Task instructions:
Rewrite every line of the items below, including the text that asks for keypoints, but multiply each coordinate in the answers by 1.35 and round it to a whole number, with halves rounded up. Leave the pictures out of your answer.

Input:

==*==

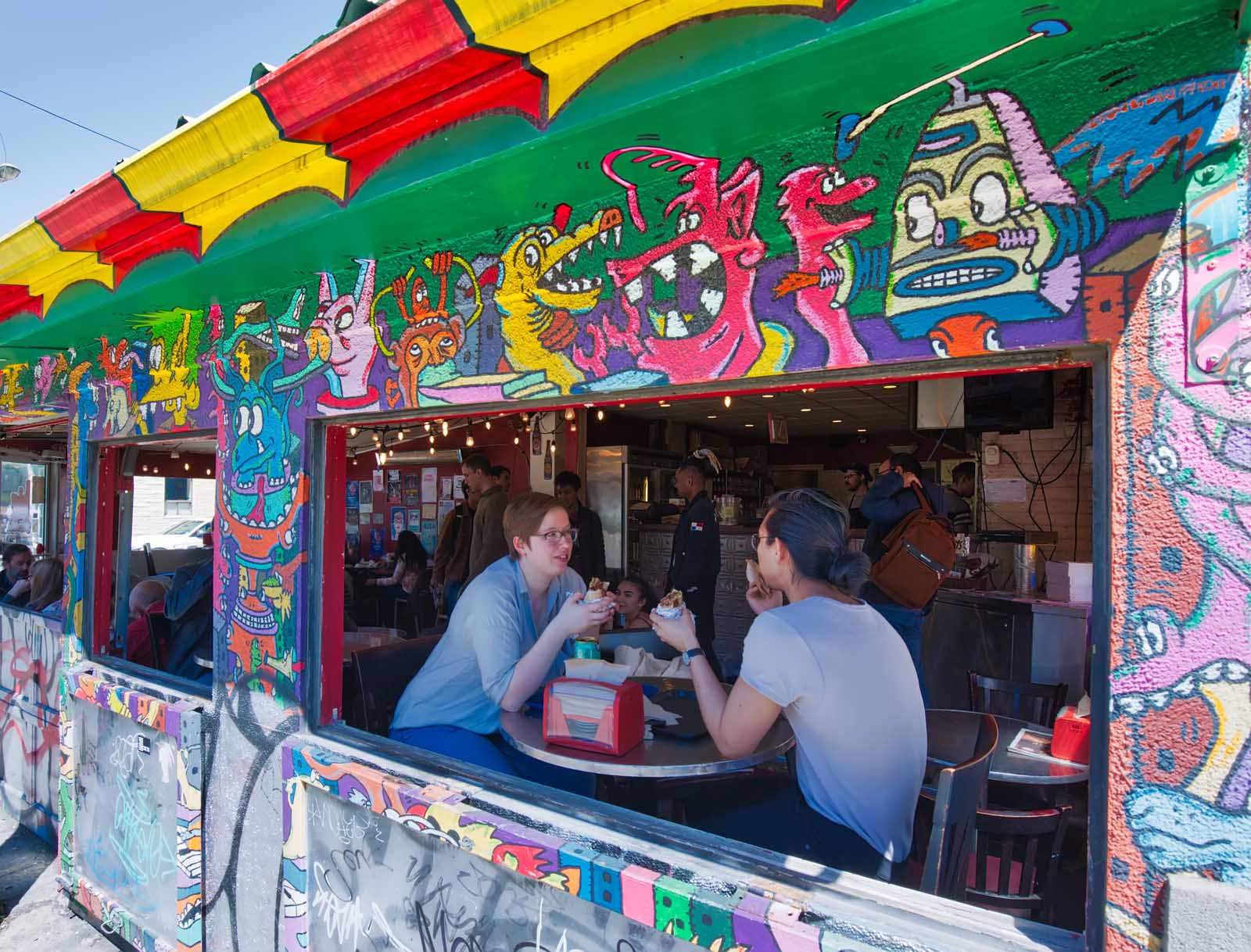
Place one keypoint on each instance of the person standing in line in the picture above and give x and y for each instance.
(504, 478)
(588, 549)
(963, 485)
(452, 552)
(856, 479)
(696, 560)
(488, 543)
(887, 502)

==*==

Completed task:
Place one keypoint on each instance of the person standing in line in the picture above and give x and y for each instance.
(680, 645)
(794, 741)
(1300, 655)
(610, 745)
(1156, 647)
(940, 756)
(659, 733)
(1197, 678)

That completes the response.